* Entries *

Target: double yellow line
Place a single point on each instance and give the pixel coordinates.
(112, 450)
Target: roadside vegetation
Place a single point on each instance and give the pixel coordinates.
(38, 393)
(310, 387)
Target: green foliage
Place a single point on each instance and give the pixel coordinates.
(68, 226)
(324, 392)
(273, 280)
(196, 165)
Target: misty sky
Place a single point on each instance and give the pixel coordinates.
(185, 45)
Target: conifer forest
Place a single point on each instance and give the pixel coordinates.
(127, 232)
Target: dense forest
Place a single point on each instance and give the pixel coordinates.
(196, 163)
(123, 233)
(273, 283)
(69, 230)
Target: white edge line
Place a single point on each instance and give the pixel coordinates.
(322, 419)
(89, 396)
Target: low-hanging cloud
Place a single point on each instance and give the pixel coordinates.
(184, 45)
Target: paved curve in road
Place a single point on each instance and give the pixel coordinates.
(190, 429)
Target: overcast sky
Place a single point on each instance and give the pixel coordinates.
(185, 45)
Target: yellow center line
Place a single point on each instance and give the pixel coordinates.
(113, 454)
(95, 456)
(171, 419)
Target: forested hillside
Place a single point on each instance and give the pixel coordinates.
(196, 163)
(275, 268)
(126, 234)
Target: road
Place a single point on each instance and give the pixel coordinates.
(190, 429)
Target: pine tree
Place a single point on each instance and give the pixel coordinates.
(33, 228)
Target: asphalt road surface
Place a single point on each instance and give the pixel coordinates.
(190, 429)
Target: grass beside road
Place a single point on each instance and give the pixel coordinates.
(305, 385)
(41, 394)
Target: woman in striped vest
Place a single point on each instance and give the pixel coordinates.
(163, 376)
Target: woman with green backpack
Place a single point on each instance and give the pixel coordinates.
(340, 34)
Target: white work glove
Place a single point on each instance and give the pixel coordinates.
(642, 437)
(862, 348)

* Task details *
Please write out the records again from the line with "Target: woman in striped vest" through the end of the records, keeping the instruction lines, and raise every coordinate in the answers by 20.

* Answer in full *
Target: woman in striped vest
Place a single point on each instance and give the pixel coordinates.
(183, 396)
Target: woman with green backpack
Place a single point on each instance and give the pixel coordinates.
(360, 54)
Target: white work glove
Place a single point on each instance and give the pixel coordinates.
(662, 457)
(882, 368)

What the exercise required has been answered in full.